> JOB:
Every entry must be echoed exactly.

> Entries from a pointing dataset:
>> BEGIN

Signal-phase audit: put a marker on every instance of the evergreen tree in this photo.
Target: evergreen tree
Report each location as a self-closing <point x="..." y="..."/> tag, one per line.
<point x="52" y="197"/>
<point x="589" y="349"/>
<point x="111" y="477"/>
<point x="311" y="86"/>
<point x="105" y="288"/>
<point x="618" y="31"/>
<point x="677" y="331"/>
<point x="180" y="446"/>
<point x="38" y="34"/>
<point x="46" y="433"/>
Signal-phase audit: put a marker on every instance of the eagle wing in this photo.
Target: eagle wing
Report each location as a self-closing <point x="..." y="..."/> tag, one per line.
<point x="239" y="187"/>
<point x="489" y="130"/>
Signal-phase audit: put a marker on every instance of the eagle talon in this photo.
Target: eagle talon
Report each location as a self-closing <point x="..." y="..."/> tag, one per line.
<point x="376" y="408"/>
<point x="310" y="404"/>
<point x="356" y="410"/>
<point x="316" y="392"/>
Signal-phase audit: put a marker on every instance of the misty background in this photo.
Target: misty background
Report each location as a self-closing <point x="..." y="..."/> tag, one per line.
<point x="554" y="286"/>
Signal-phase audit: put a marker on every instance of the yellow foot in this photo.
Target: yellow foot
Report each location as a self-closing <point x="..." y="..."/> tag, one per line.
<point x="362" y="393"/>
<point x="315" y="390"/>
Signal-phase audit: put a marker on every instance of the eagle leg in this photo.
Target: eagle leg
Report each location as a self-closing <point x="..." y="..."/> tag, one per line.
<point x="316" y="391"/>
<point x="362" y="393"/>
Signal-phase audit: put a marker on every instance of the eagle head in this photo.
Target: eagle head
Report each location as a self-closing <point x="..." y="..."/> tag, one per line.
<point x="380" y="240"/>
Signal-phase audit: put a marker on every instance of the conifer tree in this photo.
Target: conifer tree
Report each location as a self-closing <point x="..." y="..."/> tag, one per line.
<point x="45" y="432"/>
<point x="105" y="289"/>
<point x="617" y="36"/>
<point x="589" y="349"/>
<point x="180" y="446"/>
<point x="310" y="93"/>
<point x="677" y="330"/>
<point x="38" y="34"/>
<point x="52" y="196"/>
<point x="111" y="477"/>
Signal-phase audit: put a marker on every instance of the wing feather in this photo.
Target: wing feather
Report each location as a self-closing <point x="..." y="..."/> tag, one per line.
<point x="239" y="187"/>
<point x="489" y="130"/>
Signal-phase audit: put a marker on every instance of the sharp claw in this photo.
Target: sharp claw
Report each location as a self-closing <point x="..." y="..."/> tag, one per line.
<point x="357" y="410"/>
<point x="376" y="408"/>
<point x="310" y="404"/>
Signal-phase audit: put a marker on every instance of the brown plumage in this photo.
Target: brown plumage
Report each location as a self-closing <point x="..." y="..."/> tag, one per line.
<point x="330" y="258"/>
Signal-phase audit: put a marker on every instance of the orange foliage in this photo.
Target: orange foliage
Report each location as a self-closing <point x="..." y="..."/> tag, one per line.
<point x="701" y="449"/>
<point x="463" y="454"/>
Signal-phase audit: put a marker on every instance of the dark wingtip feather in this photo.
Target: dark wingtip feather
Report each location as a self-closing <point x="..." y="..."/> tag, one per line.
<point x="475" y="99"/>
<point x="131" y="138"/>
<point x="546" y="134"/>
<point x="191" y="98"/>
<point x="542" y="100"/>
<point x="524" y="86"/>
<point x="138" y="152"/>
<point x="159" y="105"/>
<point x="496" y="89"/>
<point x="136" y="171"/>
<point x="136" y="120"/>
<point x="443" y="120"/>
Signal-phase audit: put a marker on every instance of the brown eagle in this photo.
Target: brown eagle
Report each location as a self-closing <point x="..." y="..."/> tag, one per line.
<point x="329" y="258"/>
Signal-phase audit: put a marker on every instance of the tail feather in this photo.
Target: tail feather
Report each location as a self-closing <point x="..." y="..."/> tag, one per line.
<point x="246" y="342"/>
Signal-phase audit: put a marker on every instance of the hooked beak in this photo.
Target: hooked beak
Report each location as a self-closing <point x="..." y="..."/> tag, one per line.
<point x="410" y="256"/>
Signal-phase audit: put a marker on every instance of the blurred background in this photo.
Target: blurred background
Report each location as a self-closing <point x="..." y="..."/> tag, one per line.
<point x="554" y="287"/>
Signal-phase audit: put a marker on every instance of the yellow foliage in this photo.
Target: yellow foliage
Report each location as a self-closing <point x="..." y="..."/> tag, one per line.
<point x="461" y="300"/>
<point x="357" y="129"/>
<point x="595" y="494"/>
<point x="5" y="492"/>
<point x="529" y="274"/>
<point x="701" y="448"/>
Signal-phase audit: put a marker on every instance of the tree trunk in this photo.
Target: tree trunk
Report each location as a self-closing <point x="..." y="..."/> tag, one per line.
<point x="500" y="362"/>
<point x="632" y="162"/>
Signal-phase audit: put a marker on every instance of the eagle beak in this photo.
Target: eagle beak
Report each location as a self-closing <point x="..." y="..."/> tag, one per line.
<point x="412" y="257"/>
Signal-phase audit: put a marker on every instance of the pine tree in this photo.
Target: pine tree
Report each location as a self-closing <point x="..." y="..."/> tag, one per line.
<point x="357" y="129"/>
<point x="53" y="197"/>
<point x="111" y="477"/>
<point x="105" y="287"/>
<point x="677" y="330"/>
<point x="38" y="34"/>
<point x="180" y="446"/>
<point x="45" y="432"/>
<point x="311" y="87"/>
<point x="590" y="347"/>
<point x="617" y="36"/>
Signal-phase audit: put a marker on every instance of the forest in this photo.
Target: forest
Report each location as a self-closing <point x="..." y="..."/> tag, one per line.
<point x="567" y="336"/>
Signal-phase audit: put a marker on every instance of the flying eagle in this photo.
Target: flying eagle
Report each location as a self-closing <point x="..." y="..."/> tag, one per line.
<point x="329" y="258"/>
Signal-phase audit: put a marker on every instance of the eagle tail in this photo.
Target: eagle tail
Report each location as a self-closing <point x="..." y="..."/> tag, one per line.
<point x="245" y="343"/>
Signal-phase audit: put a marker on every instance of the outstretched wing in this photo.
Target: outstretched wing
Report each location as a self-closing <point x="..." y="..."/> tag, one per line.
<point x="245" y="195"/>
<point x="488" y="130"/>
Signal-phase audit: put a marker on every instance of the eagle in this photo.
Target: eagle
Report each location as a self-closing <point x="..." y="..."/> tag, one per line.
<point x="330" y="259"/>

>> END

> EXERCISE RESULT:
Signal-phase audit: put a marker on every instance of the evergreen tree in this photo.
Target: evergreen tree
Report each location as a self-closing <point x="..." y="..."/> tag, one per line.
<point x="52" y="197"/>
<point x="589" y="349"/>
<point x="111" y="477"/>
<point x="311" y="86"/>
<point x="105" y="288"/>
<point x="618" y="31"/>
<point x="677" y="331"/>
<point x="180" y="446"/>
<point x="38" y="34"/>
<point x="46" y="433"/>
Signal-phase audit: put a marker on every instance of the eagle wing in this photo.
Target: eagle wing
Report each location as a self-closing <point x="..." y="..."/> tag, one per line.
<point x="239" y="187"/>
<point x="489" y="130"/>
Signal-phase audit: put a marker on every instance of the eagle talon in this photo.
Target: eagle talon
Report each location as a self-closing <point x="..." y="..."/> tag, one per line.
<point x="376" y="408"/>
<point x="310" y="404"/>
<point x="356" y="410"/>
<point x="316" y="392"/>
Signal-phase audit: put a marker on every instance of the misty background in this photo.
Target: misty background
Report each location as a self-closing <point x="..." y="..."/> tag, one per line.
<point x="554" y="286"/>
Signal-phase audit: put a marker on every instance of the yellow foot in this photo.
Target: yellow foot
Report each location as a self-closing <point x="..." y="..."/> tag, one per line.
<point x="362" y="393"/>
<point x="315" y="390"/>
Signal-phase audit: put a marker on every instance of the eagle leg in this photo.
Target: eagle leg
Report each location as a self-closing <point x="..." y="..."/> tag, one per line.
<point x="316" y="391"/>
<point x="362" y="393"/>
Signal-phase audit: put a marker on every instance of the eagle head in this photo.
Target: eagle head
Report each location as a self-closing <point x="..." y="..."/> tag, one per line.
<point x="380" y="240"/>
Signal-phase audit: put a marker on every instance of the conifer tree in this photo.
Target: conifer tree
Report each location as a self-closing <point x="..." y="..."/> tag, one per line.
<point x="45" y="432"/>
<point x="105" y="289"/>
<point x="617" y="36"/>
<point x="589" y="349"/>
<point x="180" y="446"/>
<point x="310" y="93"/>
<point x="677" y="330"/>
<point x="38" y="34"/>
<point x="52" y="196"/>
<point x="111" y="477"/>
Signal-phase audit: put a marker on every instance of the wing feather in this photo.
Target: wing feather
Report each location as a self-closing <point x="..." y="..."/> tag, one per line.
<point x="239" y="187"/>
<point x="489" y="130"/>
Signal-phase audit: put a marker on every instance of the sharp claw in this photo.
Target: sharp claw
Report each location as a self-closing <point x="..." y="..."/> tag, one per line.
<point x="357" y="410"/>
<point x="376" y="408"/>
<point x="310" y="404"/>
Signal-phase audit: put a marker on every instance of the brown plumage in this photo.
Target: brown plumage
Report each location as a self-closing <point x="..." y="..."/> tag, one per line.
<point x="330" y="258"/>
Signal-phase audit: put a marker on every instance of the orange foliage in this photo.
Target: orange foliage
Report each location as a self-closing <point x="..." y="..."/> tag, one per line.
<point x="701" y="449"/>
<point x="463" y="454"/>
Signal-phase audit: put a marker on every instance of the dark wingtip feather in this photo.
Target: dark wingtip feather
Report each location as a self-closing <point x="..." y="..."/> tag, one per line.
<point x="475" y="99"/>
<point x="131" y="138"/>
<point x="546" y="134"/>
<point x="191" y="98"/>
<point x="542" y="100"/>
<point x="524" y="86"/>
<point x="138" y="152"/>
<point x="159" y="105"/>
<point x="496" y="89"/>
<point x="136" y="171"/>
<point x="136" y="120"/>
<point x="443" y="120"/>
Signal-phase audit: put a marker on every instance of the brown eagle in this photo.
Target: brown eagle
Report each location as a self-closing <point x="..." y="..."/> tag, one per line.
<point x="329" y="258"/>
Signal-phase audit: put a marker on every instance of the tail feather in this photo.
Target: tail feather
Report each location as a self-closing <point x="..." y="..."/> tag, one per line.
<point x="246" y="342"/>
Signal-phase audit: put a marker on every instance of the hooked beak in this photo.
Target: hooked beak
Report each location as a self-closing <point x="..." y="..."/> tag, one per line.
<point x="410" y="256"/>
Signal-phase audit: put a marker on every instance of the blurred background in this photo.
Target: blurred background
Report each location as a self-closing <point x="..." y="..."/> tag, one per line.
<point x="554" y="287"/>
Signal-phase audit: put a marker on every instance of the yellow foliage in this photo.
Target: yellow foliage
Report each location as a self-closing <point x="..." y="..."/> tag, one per line.
<point x="461" y="300"/>
<point x="357" y="129"/>
<point x="595" y="494"/>
<point x="5" y="492"/>
<point x="529" y="274"/>
<point x="701" y="448"/>
Signal-phase audit: put a marker on every instance of the tree trunk in this photo.
Target: tree trunk
Report each location as a self-closing <point x="..." y="..."/> tag, one per line.
<point x="500" y="362"/>
<point x="632" y="162"/>
Signal-phase audit: put a marker on every instance of the eagle beak in this photo.
Target: eagle beak
Report each location as a self-closing <point x="..." y="..."/> tag, one per line.
<point x="412" y="257"/>
Signal-phase audit: put a marker on every instance of the pine tree in this photo.
Target: pine tree
Report each location as a self-closing <point x="..." y="..."/> tag, one per line.
<point x="357" y="129"/>
<point x="53" y="197"/>
<point x="111" y="477"/>
<point x="105" y="287"/>
<point x="677" y="330"/>
<point x="38" y="34"/>
<point x="180" y="446"/>
<point x="45" y="432"/>
<point x="311" y="87"/>
<point x="590" y="347"/>
<point x="617" y="36"/>
Signal-phase audit: put a marker on every instance of the forest in this photo.
Target: forest
Report each location as a self-closing <point x="..." y="..."/> tag, one per line.
<point x="567" y="336"/>
Signal-phase audit: put a marker on every instance of the flying eagle in this photo.
Target: flying eagle
Report each location as a self-closing <point x="..." y="..."/> tag, one per line.
<point x="329" y="258"/>
Signal-phase audit: put a marker on every instance of the eagle tail in this photo.
Target: eagle tail
Report each location as a self-closing <point x="..." y="..."/> tag, one per line.
<point x="245" y="343"/>
Signal-phase audit: put a marker on every instance of the outstretched wing in this photo.
Target: outstretched wing
Report each location as a self-closing <point x="..." y="..."/> tag, one per line.
<point x="245" y="195"/>
<point x="488" y="130"/>
Signal-phase audit: put a marker on every instance of the eagle in this photo.
Target: eagle
Report each location as a self-closing <point x="..." y="..."/> tag, one per line.
<point x="330" y="259"/>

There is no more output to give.